Directions: Each line of the data should be transcribed exactly as given.

[Data to process]

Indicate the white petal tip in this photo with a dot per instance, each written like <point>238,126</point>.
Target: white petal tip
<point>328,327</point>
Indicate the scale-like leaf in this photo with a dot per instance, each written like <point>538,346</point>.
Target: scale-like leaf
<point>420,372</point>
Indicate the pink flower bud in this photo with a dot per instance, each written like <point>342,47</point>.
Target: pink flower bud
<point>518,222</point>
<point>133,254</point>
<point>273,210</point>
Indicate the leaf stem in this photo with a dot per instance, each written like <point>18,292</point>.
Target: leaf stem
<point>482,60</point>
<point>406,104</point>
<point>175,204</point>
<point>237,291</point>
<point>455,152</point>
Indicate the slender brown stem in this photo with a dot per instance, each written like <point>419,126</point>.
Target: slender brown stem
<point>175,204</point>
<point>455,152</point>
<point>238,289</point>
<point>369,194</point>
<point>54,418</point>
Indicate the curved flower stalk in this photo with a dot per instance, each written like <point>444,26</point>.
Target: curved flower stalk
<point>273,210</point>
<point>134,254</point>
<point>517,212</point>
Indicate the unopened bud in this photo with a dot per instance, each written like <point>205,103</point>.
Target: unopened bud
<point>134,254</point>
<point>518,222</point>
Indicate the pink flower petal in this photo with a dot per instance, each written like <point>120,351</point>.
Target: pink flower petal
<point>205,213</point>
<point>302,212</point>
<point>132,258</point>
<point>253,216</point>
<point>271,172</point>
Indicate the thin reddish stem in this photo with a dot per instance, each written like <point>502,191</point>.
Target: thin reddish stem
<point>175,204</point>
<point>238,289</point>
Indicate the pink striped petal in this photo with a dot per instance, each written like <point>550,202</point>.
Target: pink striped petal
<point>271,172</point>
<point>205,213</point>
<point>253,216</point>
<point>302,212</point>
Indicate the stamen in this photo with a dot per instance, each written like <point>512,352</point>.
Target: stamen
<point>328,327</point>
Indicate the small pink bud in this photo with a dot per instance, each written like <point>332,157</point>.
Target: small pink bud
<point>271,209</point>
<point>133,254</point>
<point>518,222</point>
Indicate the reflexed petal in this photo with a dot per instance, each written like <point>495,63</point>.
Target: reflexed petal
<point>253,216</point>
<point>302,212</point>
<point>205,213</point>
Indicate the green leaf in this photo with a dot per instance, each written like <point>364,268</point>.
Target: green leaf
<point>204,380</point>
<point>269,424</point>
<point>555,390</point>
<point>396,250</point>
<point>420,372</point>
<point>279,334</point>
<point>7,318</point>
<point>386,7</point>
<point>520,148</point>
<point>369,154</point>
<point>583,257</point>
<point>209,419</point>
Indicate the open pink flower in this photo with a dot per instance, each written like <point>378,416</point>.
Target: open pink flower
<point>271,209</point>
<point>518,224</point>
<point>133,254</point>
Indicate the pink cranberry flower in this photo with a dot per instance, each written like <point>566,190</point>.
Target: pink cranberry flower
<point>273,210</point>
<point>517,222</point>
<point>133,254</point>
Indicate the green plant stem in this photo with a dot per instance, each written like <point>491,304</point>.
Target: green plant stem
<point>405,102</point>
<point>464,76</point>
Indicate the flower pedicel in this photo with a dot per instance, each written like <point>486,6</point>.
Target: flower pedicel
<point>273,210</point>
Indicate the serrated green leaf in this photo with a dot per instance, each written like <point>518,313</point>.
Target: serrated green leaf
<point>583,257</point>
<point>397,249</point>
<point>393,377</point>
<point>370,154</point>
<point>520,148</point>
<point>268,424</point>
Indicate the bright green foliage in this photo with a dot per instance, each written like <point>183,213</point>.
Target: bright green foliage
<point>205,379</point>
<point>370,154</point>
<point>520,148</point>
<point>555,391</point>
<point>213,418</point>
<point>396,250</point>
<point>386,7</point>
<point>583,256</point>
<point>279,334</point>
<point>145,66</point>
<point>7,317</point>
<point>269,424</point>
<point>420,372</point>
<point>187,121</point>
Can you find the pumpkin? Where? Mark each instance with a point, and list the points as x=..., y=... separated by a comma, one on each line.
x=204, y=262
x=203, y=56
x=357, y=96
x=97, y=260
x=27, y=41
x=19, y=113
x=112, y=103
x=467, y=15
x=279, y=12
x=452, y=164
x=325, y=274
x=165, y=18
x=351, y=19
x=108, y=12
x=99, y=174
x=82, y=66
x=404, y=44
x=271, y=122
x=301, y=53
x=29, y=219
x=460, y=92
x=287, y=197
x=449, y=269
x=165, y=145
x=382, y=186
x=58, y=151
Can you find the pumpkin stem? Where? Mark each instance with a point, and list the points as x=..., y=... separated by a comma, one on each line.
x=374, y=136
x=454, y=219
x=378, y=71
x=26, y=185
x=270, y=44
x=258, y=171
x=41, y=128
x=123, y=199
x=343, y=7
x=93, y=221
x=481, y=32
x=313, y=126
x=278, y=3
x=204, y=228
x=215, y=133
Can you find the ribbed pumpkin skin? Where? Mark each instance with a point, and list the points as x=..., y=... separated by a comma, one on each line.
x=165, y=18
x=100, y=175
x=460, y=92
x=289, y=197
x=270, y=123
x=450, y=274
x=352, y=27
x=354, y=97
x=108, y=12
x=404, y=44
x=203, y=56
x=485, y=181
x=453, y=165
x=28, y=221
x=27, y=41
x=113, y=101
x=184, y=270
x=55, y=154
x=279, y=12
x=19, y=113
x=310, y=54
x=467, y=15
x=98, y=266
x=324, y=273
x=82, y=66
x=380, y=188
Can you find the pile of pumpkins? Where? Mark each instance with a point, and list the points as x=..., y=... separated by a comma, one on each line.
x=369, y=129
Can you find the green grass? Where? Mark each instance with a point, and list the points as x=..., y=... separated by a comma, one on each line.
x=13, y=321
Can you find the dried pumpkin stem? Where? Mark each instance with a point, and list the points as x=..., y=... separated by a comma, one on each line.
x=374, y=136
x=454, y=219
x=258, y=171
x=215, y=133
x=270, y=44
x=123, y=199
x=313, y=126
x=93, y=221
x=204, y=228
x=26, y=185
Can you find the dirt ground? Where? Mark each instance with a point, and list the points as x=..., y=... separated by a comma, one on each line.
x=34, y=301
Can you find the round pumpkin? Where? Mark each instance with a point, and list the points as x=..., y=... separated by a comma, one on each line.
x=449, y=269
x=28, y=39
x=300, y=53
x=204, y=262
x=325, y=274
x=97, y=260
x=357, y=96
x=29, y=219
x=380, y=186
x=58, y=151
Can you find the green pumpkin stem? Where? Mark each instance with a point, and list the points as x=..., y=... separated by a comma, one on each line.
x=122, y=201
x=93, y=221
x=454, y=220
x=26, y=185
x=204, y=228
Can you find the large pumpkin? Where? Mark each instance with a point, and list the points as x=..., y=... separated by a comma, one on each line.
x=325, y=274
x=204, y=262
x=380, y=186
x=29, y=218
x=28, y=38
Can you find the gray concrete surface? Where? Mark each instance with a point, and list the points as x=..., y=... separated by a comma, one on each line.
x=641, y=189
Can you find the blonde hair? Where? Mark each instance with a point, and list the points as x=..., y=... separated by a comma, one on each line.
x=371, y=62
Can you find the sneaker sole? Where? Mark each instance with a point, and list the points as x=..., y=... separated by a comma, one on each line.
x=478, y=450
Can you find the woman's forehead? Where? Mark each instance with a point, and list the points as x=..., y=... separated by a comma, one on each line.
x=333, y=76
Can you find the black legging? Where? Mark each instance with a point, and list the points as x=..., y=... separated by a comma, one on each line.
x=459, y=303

[/Data to process]

Task answer:
Indicate the white petal tip in this photo with a dot per instance, each written like <point>238,126</point>.
Target: white petal tip
<point>328,327</point>
Indicate the scale-like leaf in this photo with a dot per instance, each written like <point>538,346</point>.
Target: scale-like leaf
<point>420,372</point>
Indicate the pink flower bud in this photo with a dot per instance, each written like <point>342,47</point>.
Target: pink flower bud
<point>518,222</point>
<point>133,254</point>
<point>273,210</point>
Indicate the leaf stem in this photo with a dot per instance, each written like <point>18,292</point>.
Target: leaf stem
<point>482,60</point>
<point>406,104</point>
<point>175,204</point>
<point>237,291</point>
<point>455,152</point>
Indicate the slender brown stem in this photo with a dot per instance, each written like <point>419,126</point>.
Target: slender brown stem
<point>175,204</point>
<point>455,152</point>
<point>238,289</point>
<point>369,194</point>
<point>54,418</point>
Indicate the curved flower stalk in this photo with a dot per instance, each written like <point>444,26</point>.
Target: curved flower stalk
<point>273,210</point>
<point>134,254</point>
<point>517,212</point>
Indicate the unopened bud in this photo with a dot per instance, each written like <point>205,103</point>.
Target: unopened bud
<point>134,254</point>
<point>518,222</point>
Indicate the pink flower petal in this photo with a dot per instance, each written like <point>120,351</point>.
Target: pink flower petal
<point>205,213</point>
<point>302,212</point>
<point>132,258</point>
<point>253,216</point>
<point>271,172</point>
Indicate the thin reddish stem in this photo with a dot per instance, each written like <point>502,191</point>.
Target: thin reddish stem
<point>175,204</point>
<point>238,289</point>
Indicate the pink striped petal in this photo with a dot per instance, each written like <point>550,202</point>.
Target: pink striped petal
<point>271,172</point>
<point>205,213</point>
<point>253,216</point>
<point>302,212</point>
Indicate the stamen in this photo with a dot per instance, each written like <point>512,352</point>.
Target: stamen
<point>328,327</point>
Indicate the small pink bud in this photo with a dot per instance, each written like <point>332,157</point>.
Target: small pink bud
<point>271,209</point>
<point>133,254</point>
<point>518,222</point>
Indicate the reflexed petal in this photo with a dot per instance, each written like <point>495,63</point>.
Target: reflexed petal
<point>253,216</point>
<point>302,212</point>
<point>205,213</point>
Indicate the green leaf in this photo with a dot per instance, each written like <point>364,268</point>.
Target: green leaf
<point>204,380</point>
<point>269,424</point>
<point>555,390</point>
<point>396,250</point>
<point>420,372</point>
<point>279,334</point>
<point>7,318</point>
<point>386,7</point>
<point>520,148</point>
<point>369,154</point>
<point>583,257</point>
<point>209,419</point>
Indicate the open pink flower in this photo with a dot per instance, each written like <point>378,416</point>.
Target: open pink flower
<point>271,209</point>
<point>518,224</point>
<point>133,254</point>
Indicate the pink cranberry flower in this photo with a dot per instance, each written like <point>566,190</point>.
Target: pink cranberry flower
<point>273,210</point>
<point>517,222</point>
<point>133,254</point>
Indicate the green plant stem in this photo with a dot per instance, each written like <point>491,304</point>.
Target: green plant stem
<point>405,102</point>
<point>464,76</point>
Indicate the flower pedicel in this photo with a dot per instance, each written like <point>486,6</point>.
Target: flower pedicel
<point>273,210</point>
Indicate the serrated green leaf in this photo with a dot per instance, each written like <point>518,313</point>.
Target: serrated green leaf
<point>583,257</point>
<point>397,249</point>
<point>393,377</point>
<point>370,154</point>
<point>520,148</point>
<point>268,424</point>
Indicate the bright green foliage in this photo with a dot per instance, each written like <point>183,213</point>.
Target: bright green foliage
<point>205,379</point>
<point>370,154</point>
<point>520,148</point>
<point>555,391</point>
<point>213,418</point>
<point>396,250</point>
<point>386,7</point>
<point>583,256</point>
<point>279,334</point>
<point>145,66</point>
<point>7,317</point>
<point>269,424</point>
<point>420,372</point>
<point>187,121</point>
Can you find the pumpkin? Where? Mark each instance with a point, and list the points as x=..., y=... separated by a comma, one on each line.
x=204, y=262
x=203, y=56
x=357, y=96
x=97, y=260
x=27, y=41
x=19, y=113
x=112, y=103
x=467, y=15
x=279, y=12
x=452, y=164
x=325, y=274
x=165, y=18
x=351, y=19
x=108, y=12
x=99, y=174
x=82, y=66
x=404, y=44
x=271, y=122
x=301, y=53
x=29, y=219
x=460, y=92
x=287, y=197
x=449, y=269
x=165, y=145
x=382, y=186
x=58, y=151
Can you find the pumpkin stem? Where? Mark each instance with a point, and list the points as x=..., y=... separated by a comma, one on each line.
x=374, y=136
x=454, y=219
x=378, y=71
x=26, y=185
x=270, y=44
x=258, y=171
x=41, y=128
x=123, y=199
x=343, y=7
x=93, y=221
x=481, y=32
x=313, y=126
x=278, y=3
x=204, y=228
x=215, y=133
Can you find the ribbed pumpkin skin? Where? Mark each instance with a point, and list the points as x=..., y=... separated by a comma, one on each line.
x=165, y=18
x=100, y=175
x=460, y=92
x=289, y=197
x=270, y=123
x=450, y=274
x=352, y=27
x=354, y=97
x=108, y=12
x=404, y=44
x=203, y=56
x=485, y=181
x=453, y=165
x=28, y=221
x=27, y=41
x=113, y=101
x=184, y=270
x=55, y=154
x=279, y=12
x=19, y=113
x=310, y=54
x=467, y=15
x=98, y=266
x=324, y=273
x=82, y=66
x=380, y=188
Can you find the pile of pumpkins? Where? Mark each instance with a point, and list the points as x=..., y=... separated by a comma, one on each line.
x=369, y=129
Can you find the green grass? Where? Mark each instance with a point, and list the points as x=..., y=... separated by a comma, one on each line.
x=13, y=321
Can you find the dried pumpkin stem? Where? Mark each instance with a point, and list the points as x=..., y=... separated by a comma, one on each line.
x=374, y=136
x=454, y=219
x=258, y=171
x=215, y=133
x=270, y=44
x=123, y=199
x=313, y=126
x=93, y=221
x=204, y=228
x=26, y=185
Can you find the dirt ground? Where? Mark each instance with a point, and list the points as x=..., y=... separated by a comma, one on each line.
x=34, y=301
Can you find the round pumpkin? Where? Mark each instance with a point, and list the points as x=..., y=... separated by a comma, one on each line.
x=449, y=269
x=28, y=39
x=300, y=53
x=204, y=262
x=325, y=274
x=97, y=260
x=357, y=96
x=29, y=219
x=380, y=186
x=58, y=151
Can you find the green pumpkin stem? Where? Mark each instance with a point, and list the points as x=..., y=... separated by a comma, one on each line.
x=122, y=201
x=93, y=221
x=454, y=220
x=26, y=185
x=204, y=228
Can you find the large pumpkin? Where? Mark each instance with a point, and list the points as x=..., y=... separated by a comma, one on each line.
x=325, y=274
x=204, y=262
x=380, y=186
x=29, y=218
x=28, y=38
Can you find the gray concrete surface? Where? Mark each instance with a point, and list the points as x=..., y=... separated by a comma, one on each line.
x=641, y=189
Can you find the blonde hair? Where? Mark each instance with a point, and list the points as x=..., y=... separated by a comma, one on each line.
x=371, y=62
Can you find the sneaker sole? Where? Mark each instance with a point, and list the points as x=..., y=... separated by a comma, one on each line.
x=478, y=450
Can you find the woman's forehead? Where? Mark each instance with a point, and list the points as x=..., y=... separated by a comma, one on each line.
x=333, y=76
Can you find the black legging? Where? Mark each instance with a point, and list the points as x=..., y=... separated by a comma, one on each line.
x=459, y=303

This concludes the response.